AIM OF THE EXERCISE >>
Which lines of the listing hold the string "blue"? Copy those lines.

RECORDS FOR THIS EXERCISE >>
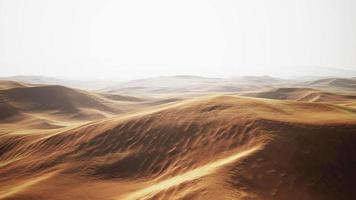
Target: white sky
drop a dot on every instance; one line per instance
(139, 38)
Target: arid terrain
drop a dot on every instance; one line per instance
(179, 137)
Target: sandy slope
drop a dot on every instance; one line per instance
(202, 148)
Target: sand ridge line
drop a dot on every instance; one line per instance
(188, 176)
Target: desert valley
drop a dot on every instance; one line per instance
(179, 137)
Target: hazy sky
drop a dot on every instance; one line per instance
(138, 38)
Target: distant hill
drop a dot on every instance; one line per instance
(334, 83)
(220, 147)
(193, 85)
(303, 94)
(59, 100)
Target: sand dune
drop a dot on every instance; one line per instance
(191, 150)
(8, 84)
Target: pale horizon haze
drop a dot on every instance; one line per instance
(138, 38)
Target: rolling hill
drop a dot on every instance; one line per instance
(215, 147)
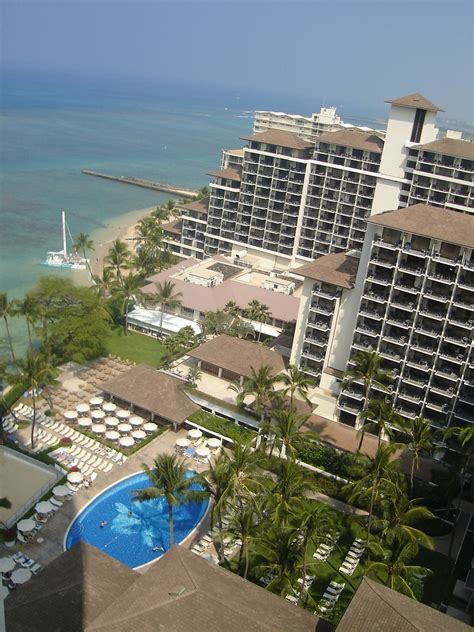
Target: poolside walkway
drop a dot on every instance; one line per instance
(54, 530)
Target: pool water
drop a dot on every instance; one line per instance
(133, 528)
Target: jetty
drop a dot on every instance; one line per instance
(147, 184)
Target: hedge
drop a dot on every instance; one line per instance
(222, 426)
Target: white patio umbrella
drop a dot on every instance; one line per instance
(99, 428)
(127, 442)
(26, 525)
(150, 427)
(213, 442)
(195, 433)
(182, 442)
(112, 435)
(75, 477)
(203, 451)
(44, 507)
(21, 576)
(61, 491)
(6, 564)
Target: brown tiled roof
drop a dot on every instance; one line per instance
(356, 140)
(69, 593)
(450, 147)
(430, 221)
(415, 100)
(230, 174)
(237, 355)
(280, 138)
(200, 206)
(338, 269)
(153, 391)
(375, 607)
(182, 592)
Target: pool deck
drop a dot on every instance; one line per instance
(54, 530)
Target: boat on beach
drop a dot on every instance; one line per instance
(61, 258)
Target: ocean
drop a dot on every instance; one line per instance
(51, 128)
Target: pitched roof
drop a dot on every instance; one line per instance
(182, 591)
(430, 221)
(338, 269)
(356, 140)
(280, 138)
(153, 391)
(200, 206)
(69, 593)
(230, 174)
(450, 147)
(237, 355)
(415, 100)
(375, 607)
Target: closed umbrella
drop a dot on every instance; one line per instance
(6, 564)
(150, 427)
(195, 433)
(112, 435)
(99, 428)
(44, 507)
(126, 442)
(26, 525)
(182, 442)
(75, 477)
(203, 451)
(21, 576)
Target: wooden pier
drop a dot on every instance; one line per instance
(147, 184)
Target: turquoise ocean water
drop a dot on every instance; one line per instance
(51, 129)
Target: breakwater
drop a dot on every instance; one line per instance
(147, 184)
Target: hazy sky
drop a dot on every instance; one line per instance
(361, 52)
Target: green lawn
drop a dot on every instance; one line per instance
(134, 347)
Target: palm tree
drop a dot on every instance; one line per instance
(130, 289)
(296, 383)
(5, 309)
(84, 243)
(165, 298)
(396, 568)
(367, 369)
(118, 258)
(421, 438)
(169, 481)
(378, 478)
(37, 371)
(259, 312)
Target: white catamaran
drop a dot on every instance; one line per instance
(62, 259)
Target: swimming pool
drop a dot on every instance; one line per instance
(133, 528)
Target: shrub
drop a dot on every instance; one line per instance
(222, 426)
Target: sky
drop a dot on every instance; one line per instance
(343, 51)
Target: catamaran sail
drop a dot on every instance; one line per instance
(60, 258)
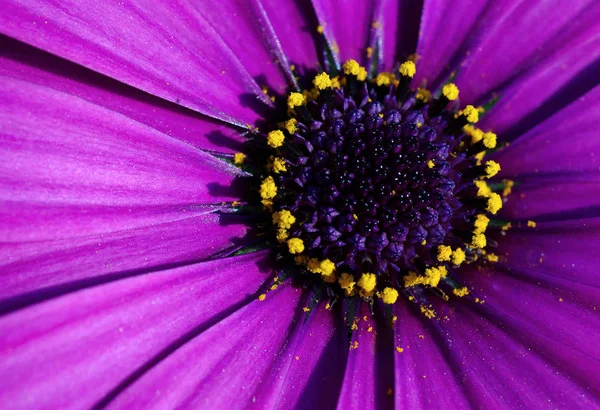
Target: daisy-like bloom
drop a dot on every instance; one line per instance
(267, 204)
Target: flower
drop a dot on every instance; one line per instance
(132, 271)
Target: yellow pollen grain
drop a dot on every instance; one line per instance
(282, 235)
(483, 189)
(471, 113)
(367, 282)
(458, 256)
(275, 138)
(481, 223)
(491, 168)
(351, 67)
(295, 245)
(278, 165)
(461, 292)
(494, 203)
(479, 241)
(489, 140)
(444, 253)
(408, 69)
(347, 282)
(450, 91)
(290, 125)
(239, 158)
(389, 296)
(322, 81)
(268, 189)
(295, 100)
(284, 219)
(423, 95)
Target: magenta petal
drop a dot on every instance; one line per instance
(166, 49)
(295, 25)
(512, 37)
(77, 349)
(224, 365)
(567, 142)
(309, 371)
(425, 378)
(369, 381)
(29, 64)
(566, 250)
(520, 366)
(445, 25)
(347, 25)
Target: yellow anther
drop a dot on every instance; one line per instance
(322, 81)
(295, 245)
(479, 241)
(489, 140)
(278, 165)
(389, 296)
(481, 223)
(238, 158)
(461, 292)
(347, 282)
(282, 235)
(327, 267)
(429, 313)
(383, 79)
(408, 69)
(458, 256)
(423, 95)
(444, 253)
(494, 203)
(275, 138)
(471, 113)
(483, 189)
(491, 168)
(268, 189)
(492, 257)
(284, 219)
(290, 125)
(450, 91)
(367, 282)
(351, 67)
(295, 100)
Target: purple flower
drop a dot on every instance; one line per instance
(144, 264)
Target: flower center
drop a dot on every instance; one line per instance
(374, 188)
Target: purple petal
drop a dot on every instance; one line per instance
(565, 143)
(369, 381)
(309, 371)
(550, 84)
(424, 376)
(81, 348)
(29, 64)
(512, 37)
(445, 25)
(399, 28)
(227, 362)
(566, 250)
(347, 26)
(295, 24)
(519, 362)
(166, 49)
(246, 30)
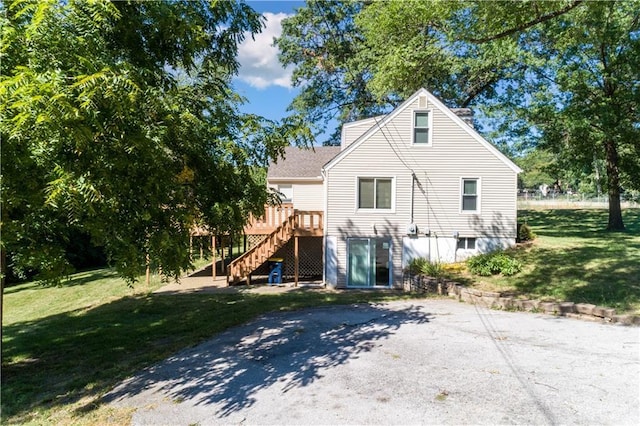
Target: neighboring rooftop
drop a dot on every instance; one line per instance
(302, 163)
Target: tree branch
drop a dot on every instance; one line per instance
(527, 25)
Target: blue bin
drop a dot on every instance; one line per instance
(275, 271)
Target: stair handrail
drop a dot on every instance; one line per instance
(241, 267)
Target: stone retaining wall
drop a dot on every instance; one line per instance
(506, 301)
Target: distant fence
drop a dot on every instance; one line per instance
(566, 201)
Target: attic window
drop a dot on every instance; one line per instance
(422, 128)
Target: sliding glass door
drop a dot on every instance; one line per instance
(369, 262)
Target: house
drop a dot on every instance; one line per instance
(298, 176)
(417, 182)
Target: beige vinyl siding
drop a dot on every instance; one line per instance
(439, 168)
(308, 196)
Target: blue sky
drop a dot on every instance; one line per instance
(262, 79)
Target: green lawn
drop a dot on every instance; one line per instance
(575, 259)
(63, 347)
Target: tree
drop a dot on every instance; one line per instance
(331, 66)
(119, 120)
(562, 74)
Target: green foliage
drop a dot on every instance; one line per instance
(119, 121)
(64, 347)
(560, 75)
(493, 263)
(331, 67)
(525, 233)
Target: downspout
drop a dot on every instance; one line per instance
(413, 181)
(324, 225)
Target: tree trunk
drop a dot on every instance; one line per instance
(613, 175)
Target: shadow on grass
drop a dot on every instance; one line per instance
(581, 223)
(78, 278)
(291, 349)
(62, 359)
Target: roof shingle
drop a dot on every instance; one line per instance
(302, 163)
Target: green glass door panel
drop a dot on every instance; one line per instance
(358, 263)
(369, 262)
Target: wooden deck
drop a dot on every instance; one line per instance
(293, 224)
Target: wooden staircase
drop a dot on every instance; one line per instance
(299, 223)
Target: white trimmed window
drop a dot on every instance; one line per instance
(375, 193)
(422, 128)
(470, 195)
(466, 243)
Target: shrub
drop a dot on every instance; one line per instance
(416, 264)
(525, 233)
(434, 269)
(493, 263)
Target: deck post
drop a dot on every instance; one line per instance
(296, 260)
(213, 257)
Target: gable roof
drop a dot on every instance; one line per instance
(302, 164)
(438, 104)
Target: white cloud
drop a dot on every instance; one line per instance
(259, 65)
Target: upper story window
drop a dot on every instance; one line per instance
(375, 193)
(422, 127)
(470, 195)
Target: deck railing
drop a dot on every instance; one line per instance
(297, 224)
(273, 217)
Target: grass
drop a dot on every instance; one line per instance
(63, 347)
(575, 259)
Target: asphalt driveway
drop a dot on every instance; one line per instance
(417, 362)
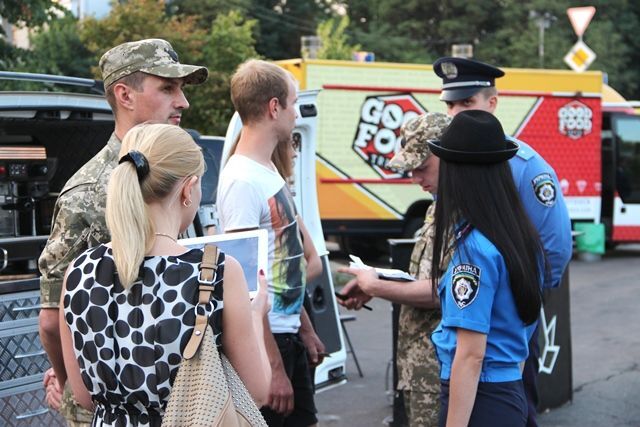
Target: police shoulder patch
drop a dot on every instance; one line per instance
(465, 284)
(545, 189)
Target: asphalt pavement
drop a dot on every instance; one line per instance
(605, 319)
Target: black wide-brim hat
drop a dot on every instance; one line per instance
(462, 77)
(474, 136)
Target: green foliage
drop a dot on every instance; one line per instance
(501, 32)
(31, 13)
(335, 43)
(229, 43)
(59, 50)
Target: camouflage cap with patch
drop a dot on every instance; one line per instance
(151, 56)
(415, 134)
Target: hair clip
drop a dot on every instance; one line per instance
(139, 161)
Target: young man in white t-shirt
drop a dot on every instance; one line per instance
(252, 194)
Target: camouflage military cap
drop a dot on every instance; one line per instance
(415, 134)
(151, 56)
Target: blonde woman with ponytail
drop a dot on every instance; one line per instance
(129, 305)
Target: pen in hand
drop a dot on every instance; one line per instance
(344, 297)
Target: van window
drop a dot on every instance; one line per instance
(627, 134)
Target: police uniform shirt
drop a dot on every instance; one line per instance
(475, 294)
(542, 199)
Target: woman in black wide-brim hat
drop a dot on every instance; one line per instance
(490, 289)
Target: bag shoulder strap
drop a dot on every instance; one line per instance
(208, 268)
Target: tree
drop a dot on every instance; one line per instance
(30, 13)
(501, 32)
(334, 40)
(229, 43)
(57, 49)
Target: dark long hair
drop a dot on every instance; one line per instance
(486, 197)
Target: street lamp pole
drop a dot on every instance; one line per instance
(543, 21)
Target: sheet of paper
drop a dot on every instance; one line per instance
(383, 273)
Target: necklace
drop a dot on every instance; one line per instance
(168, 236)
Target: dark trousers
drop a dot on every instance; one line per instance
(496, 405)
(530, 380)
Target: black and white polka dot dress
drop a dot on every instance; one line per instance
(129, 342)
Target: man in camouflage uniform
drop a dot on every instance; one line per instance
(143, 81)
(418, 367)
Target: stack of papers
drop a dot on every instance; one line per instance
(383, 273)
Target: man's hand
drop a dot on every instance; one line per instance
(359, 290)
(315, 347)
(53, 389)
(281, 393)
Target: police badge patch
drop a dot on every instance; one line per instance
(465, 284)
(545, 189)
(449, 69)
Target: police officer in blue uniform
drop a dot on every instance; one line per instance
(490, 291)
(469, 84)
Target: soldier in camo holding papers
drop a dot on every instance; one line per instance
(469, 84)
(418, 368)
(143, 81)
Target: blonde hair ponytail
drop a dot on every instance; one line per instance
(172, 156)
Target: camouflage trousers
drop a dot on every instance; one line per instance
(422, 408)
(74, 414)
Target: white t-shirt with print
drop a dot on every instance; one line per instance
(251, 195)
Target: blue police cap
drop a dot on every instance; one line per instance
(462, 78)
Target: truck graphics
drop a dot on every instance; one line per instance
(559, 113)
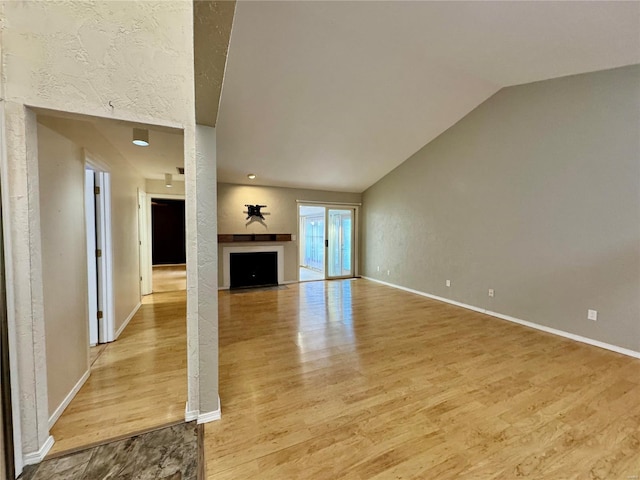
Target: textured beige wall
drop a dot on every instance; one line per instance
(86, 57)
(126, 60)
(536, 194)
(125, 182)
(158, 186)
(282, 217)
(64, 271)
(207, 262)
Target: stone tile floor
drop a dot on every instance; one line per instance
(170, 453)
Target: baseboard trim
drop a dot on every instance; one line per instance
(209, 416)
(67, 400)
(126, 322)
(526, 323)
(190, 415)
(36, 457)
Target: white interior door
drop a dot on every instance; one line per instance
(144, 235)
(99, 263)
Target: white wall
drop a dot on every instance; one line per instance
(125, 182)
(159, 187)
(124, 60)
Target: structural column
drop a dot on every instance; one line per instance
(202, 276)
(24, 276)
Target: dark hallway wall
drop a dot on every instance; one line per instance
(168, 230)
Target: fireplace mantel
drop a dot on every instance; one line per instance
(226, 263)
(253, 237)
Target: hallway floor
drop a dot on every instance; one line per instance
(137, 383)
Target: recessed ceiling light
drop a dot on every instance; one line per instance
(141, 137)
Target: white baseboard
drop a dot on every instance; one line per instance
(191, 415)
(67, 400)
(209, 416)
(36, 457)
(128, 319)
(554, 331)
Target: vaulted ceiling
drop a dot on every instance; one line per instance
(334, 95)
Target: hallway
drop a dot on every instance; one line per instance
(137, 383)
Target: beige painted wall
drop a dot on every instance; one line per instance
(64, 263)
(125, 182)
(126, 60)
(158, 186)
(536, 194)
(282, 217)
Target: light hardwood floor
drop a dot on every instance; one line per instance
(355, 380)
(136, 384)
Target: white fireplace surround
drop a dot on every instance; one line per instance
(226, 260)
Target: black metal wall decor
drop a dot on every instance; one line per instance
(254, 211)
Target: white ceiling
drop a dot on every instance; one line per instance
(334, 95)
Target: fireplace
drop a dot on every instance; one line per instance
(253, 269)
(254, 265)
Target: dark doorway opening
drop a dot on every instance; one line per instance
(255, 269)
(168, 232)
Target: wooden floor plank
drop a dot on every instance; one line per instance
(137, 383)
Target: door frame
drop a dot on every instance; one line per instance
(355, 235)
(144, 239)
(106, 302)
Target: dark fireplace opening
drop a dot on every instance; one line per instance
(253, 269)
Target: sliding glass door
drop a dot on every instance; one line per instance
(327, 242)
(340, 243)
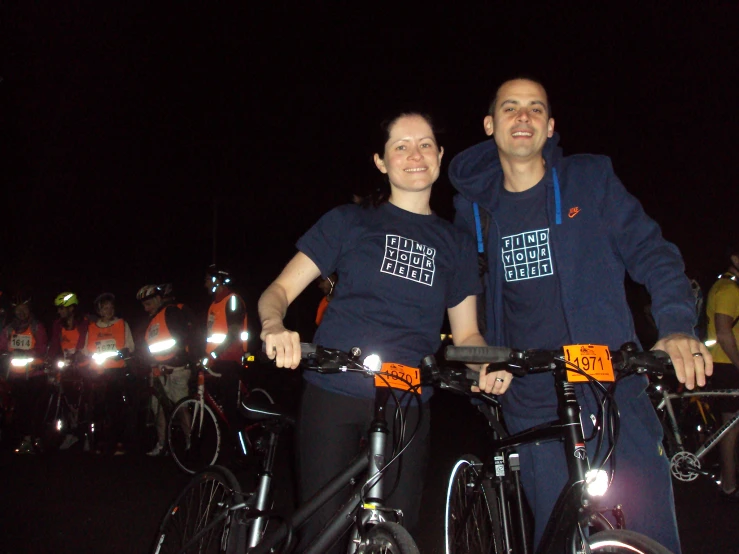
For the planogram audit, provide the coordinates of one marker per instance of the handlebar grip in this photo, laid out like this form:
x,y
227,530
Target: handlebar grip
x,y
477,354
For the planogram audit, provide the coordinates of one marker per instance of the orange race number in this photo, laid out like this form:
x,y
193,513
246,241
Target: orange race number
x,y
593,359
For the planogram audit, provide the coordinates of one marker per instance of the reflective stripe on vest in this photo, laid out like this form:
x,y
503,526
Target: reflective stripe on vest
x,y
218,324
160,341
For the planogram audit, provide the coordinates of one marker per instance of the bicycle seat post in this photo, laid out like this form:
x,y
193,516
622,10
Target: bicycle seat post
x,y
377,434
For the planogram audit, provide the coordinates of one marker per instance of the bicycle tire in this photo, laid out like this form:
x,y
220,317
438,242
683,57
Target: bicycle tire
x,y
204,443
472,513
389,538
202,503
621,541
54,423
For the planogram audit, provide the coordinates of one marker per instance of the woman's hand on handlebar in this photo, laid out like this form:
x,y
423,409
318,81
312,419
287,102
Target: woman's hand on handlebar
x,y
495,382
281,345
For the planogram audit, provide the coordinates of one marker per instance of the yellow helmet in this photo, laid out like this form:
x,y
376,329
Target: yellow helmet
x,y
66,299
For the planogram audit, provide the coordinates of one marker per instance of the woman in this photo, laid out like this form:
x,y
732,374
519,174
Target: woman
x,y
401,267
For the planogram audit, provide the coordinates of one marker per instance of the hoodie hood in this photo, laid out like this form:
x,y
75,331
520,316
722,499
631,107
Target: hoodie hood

FINISHED EXERCISE >>
Target: blue bin
Target: blue sky
Target: police officer in blue uniform
Target: blue police cap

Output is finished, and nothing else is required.